EXCERPT PROVIDED =>
┏━━
Hiding in White Text: Word Documents with Embedded Payloads

Published: 2016-07-06
Last Updated: 2016-07-11 17:31:25 UTC
by Johannes Ullrich (Version: 1)
1 comment(s)

This is a guest diary by Yaser Mansour. Due to the extensive use of images, please note that all the images are clickable to view them at full size. A PDF version of this diary is available here

Malicious macros in Office documents are not new, and several samples have been analyzed here at the ISC Diary website. Usually, the macro script is used to drop the second stage malware either by reaching to the internet or by extracting a binary embedded in the Office document itself. In this post, we will examine two similar malicious documents that were observed separately with each dropping a different malware sample, namely, NetWiredRC and iSpy.

There are several interesting facts about the samples we are going to analyze today:

  1. The macro embedded in the Office document does not reach to the internet. Instead, it extracts a binary embedded in the Word document itself in ASCII hex format and writes it to disk.
  2. Both malicious Word documents were observed separately. However, both use the same technique to extract the embedded binary as well as the same decoy message enticing the end user to enabled macros.
  3. During network forensics of the NetWiredRC malware, a new C&C command was observed which was not reported by [1][2]. This also resulted in a total of 9 custom Snort signatures being submitted and published in Snort Community Ruleset [3][4].
  4. The iSpy sample generated new network traffic patterns than what were observed previously. More about this in the following sections.

Brief History of NetWiredRC and iSpy Malware Samples

NetWiredRC RAT family has been extensively discussed by security researchers [1][2], and recently TALOS released Snort signatures to detect NetWiredRC over the network [3], and a new signature for the new NetWiredRC command[4].
┗━━
SHORT TASK A => Count the lines in the entries below that contain the string "bird", matching case exactly. Reply with the number only.

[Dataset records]
┏━━
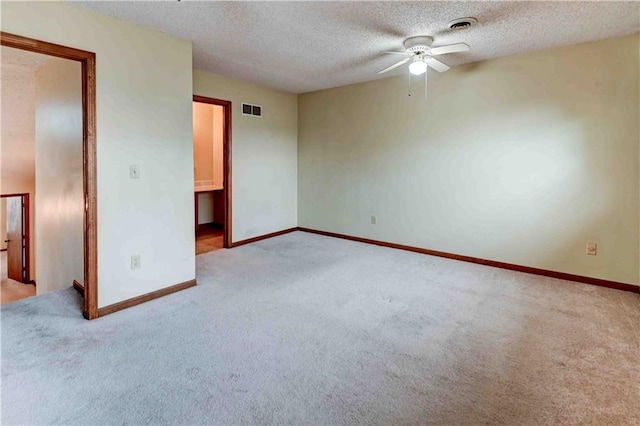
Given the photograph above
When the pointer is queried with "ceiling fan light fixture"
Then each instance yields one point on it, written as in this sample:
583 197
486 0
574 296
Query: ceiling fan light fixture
418 67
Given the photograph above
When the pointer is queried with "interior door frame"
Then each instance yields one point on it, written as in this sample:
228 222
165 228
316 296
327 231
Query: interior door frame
226 163
26 236
88 62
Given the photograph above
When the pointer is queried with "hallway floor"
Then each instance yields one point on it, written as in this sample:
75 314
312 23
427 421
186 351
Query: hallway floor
209 238
11 290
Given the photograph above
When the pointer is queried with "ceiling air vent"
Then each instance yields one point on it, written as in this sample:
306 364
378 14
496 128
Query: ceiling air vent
462 23
252 110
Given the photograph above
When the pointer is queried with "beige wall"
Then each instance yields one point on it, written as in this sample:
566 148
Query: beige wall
59 182
144 107
520 159
20 186
264 155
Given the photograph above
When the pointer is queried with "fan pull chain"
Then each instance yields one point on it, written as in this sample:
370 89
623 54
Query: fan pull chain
425 85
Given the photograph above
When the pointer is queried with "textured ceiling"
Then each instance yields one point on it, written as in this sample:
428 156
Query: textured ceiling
304 46
18 133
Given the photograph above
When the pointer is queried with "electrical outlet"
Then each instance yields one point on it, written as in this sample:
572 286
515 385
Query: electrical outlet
135 261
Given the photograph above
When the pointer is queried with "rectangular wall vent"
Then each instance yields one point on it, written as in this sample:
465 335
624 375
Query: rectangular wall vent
253 110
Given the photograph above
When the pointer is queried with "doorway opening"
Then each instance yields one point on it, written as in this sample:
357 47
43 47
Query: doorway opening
86 166
212 173
15 280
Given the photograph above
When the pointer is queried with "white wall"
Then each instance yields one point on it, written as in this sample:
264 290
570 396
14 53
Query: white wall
520 159
59 182
144 96
264 155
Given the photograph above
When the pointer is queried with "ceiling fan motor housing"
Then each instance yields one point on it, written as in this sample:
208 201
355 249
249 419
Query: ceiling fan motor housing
418 44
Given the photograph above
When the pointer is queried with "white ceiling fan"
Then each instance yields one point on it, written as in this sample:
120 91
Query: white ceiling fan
421 54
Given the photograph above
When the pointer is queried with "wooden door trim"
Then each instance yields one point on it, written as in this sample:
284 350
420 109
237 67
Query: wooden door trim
226 163
26 225
88 62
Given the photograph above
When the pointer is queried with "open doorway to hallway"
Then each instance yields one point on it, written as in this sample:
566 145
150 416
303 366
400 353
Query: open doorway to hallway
15 271
212 183
41 186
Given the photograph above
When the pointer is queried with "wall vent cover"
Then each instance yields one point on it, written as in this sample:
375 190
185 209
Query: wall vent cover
462 23
252 110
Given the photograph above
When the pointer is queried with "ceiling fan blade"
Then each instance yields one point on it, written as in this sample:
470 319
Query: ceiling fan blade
396 65
436 64
450 48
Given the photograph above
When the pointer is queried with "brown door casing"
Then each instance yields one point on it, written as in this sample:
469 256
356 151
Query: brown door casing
88 61
226 164
15 239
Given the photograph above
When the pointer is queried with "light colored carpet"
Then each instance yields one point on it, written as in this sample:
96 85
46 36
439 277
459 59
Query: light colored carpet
308 329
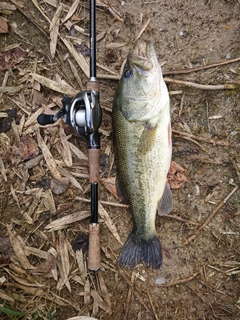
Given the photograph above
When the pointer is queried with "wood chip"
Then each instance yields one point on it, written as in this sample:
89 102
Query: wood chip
79 58
64 221
82 318
18 249
77 151
71 10
81 265
52 166
64 266
111 226
54 28
66 154
54 85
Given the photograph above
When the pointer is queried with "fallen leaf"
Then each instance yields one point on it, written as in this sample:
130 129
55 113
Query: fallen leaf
5 123
27 149
3 25
81 243
59 187
8 59
177 175
110 185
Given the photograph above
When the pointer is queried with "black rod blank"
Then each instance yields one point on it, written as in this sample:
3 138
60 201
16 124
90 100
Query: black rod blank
92 39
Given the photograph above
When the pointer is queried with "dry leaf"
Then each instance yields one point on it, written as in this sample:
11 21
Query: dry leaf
82 318
59 187
3 25
81 243
54 28
111 226
177 176
64 221
25 150
66 152
54 85
9 59
110 185
52 166
18 249
63 262
71 10
4 296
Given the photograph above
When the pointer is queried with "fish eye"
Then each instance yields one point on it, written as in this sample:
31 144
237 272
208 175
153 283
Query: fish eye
127 73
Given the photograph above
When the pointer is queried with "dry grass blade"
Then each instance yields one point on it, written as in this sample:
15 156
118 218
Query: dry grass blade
211 216
181 281
87 292
18 249
104 291
226 86
111 226
79 58
66 154
98 301
76 75
10 90
64 266
65 221
82 318
55 86
81 265
143 29
54 28
71 10
6 297
52 166
3 170
77 152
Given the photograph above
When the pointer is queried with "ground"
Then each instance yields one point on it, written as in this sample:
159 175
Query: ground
40 274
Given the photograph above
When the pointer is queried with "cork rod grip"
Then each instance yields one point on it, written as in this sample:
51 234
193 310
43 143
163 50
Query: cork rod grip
94 256
94 163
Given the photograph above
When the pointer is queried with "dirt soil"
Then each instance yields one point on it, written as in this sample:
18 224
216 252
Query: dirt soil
44 178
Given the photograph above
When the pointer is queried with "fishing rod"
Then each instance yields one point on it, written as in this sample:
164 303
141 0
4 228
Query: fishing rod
83 113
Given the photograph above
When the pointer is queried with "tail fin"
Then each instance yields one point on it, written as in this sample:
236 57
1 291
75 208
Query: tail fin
137 250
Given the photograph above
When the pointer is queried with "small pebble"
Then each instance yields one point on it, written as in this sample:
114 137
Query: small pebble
160 280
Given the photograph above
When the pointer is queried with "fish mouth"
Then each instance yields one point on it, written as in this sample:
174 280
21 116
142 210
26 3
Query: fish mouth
142 56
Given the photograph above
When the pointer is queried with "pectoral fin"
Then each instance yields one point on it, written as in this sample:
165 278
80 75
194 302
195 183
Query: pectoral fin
147 139
165 205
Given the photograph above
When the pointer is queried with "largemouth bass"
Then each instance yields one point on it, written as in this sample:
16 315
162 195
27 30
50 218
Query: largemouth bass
143 147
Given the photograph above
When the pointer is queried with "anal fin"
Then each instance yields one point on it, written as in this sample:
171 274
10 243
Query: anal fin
165 205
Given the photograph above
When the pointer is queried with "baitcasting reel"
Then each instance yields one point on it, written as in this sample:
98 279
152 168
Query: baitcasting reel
82 113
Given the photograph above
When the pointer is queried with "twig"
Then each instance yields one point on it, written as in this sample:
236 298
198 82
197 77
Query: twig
193 141
185 71
202 86
211 216
181 281
129 294
125 277
152 305
114 204
143 29
185 83
181 219
220 143
236 169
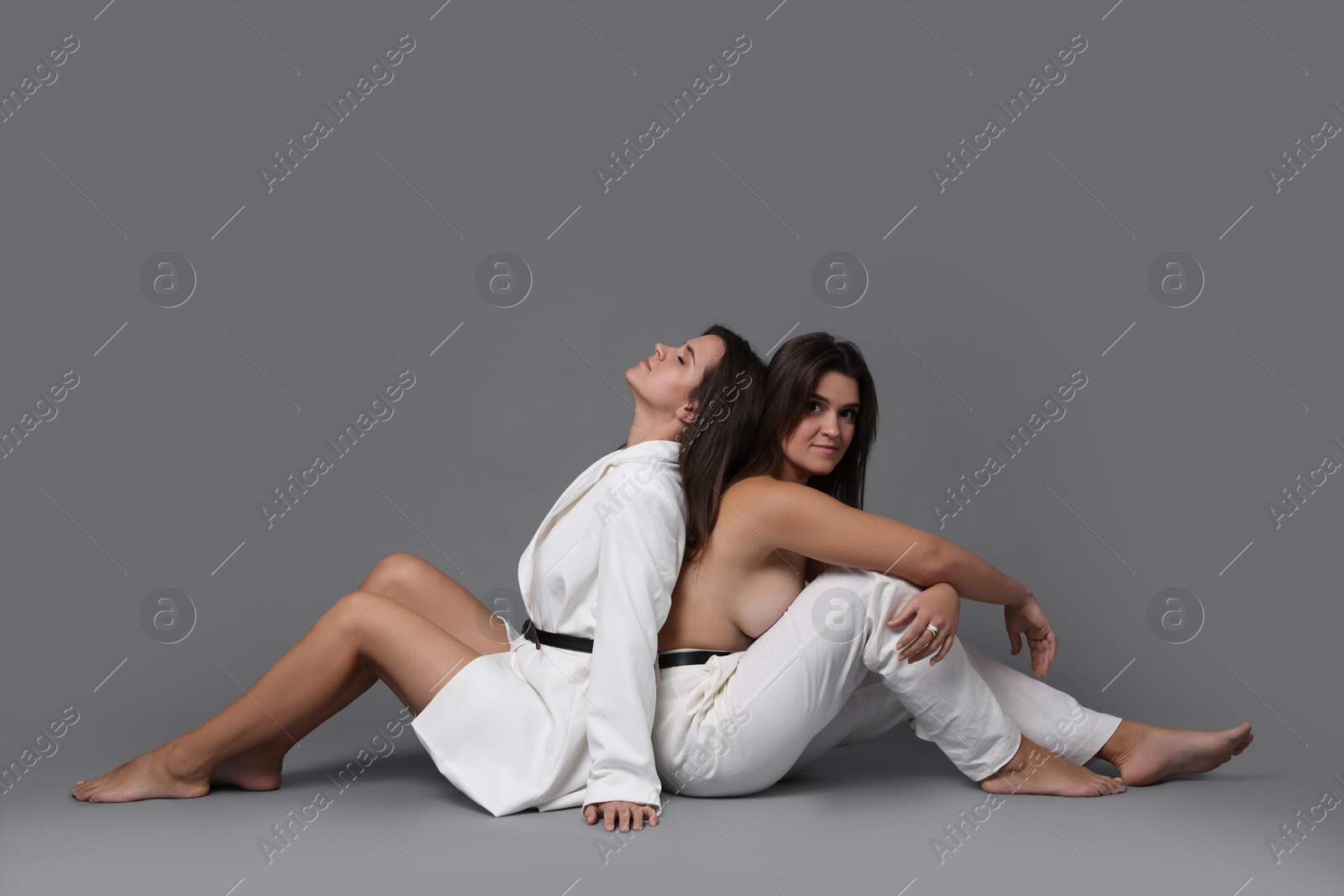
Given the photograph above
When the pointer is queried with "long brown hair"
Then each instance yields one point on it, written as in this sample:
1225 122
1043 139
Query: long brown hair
714 446
792 378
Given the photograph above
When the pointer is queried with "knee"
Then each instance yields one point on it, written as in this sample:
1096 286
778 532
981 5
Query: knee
394 573
355 610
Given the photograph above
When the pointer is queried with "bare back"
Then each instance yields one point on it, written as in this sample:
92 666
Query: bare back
737 589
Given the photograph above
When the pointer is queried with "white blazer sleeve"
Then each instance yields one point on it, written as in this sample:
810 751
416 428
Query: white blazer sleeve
638 567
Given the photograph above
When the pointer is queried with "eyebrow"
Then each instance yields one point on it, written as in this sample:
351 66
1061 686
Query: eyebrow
826 401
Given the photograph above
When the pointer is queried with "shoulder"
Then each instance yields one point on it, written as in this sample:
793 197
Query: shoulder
769 493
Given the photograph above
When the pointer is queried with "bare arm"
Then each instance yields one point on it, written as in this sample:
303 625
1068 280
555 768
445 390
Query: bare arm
801 519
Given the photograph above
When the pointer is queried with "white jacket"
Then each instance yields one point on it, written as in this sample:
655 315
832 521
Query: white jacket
558 728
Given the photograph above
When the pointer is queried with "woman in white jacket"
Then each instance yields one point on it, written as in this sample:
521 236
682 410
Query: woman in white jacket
557 715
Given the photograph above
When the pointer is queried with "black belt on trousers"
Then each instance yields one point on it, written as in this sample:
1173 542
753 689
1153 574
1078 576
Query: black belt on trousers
585 645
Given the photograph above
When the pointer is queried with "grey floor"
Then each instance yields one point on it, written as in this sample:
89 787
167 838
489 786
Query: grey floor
864 815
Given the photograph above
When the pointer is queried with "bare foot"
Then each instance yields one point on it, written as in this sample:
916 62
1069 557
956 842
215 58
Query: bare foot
1148 754
145 777
1035 770
255 768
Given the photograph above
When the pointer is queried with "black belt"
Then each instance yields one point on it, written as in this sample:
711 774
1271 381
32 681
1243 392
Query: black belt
585 645
555 640
689 658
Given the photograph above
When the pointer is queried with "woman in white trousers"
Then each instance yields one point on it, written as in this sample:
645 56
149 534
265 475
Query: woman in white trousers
514 719
757 679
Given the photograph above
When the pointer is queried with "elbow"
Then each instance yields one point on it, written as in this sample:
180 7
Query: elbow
933 564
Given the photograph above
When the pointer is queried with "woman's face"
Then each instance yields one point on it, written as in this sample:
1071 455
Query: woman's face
826 430
665 379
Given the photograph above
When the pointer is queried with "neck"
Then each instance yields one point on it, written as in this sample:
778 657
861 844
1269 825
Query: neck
645 429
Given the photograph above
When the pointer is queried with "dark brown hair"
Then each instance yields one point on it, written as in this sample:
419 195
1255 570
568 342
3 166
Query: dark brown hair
714 446
793 375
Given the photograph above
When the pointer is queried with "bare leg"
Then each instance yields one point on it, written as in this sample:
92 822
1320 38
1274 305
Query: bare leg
412 654
1035 770
414 584
1148 754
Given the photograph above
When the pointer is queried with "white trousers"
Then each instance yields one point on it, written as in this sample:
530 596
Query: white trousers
827 674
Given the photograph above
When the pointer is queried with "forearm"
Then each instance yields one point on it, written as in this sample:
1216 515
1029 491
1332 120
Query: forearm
972 577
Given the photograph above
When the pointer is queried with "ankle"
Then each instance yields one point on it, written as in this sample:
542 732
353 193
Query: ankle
1120 743
181 761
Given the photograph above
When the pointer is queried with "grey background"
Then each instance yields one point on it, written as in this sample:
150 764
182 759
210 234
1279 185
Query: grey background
1032 265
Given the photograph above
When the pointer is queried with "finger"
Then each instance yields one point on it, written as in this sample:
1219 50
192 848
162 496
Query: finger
898 620
911 640
942 651
921 647
916 631
927 647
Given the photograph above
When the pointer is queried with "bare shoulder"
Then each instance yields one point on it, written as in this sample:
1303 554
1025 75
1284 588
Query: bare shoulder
752 492
772 495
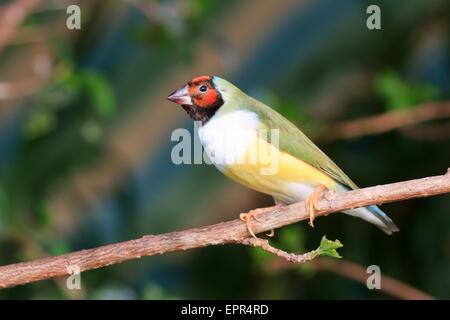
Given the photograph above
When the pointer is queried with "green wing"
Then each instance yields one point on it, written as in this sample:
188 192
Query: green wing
296 143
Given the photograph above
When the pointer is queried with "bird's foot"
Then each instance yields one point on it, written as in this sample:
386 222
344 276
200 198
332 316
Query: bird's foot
246 217
311 203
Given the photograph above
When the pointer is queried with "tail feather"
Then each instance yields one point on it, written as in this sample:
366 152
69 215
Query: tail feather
374 215
389 225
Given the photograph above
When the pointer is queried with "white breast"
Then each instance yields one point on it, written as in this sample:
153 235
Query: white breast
227 137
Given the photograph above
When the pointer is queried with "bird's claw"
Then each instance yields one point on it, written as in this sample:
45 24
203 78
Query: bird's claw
246 217
311 203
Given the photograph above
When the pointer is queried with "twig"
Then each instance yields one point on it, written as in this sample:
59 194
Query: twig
358 273
387 121
226 232
291 257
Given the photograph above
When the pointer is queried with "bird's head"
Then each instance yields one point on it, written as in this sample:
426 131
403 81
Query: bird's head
201 97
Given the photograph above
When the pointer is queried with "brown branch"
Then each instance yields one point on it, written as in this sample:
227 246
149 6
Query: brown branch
387 121
226 232
291 257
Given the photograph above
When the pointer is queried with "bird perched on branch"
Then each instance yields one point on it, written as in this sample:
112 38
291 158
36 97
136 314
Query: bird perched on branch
256 146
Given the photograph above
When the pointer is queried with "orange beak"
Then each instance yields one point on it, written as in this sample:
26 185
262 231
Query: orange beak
181 96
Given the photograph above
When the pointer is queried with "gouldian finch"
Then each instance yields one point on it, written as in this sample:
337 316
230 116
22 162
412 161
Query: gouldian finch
230 129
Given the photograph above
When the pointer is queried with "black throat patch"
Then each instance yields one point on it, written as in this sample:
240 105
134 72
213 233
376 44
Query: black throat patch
201 113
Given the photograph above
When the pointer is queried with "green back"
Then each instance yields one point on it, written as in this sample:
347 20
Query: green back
291 139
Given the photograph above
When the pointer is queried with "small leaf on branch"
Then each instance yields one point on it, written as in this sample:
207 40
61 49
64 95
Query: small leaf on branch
328 248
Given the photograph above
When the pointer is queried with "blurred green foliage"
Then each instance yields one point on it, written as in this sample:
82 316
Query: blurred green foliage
399 94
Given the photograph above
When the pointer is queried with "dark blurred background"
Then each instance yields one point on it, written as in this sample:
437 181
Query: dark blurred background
85 138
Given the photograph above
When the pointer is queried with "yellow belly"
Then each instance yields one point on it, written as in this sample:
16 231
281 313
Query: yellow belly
266 169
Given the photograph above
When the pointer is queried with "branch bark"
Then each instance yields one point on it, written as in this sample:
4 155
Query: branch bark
226 232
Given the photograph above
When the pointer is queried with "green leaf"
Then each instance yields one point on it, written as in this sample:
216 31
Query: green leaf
100 92
328 248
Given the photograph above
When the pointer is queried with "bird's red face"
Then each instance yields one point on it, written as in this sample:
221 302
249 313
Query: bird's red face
199 98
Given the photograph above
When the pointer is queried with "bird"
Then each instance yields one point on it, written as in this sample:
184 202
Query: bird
230 126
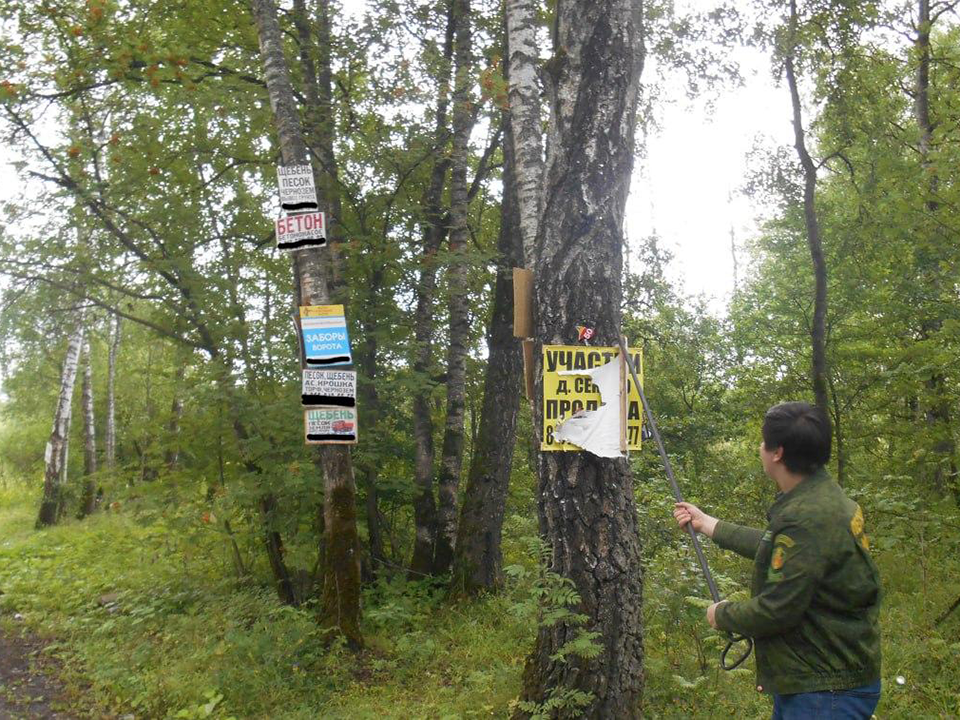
┗━━
SHORT TASK B => According to the diary on Word documents with embedded payloads, which two malware samples did the two malicious documents drop?

WRITTEN SOLUTION A => 12

WRITTEN SOLUTION B => NetWiredRC and iSpy.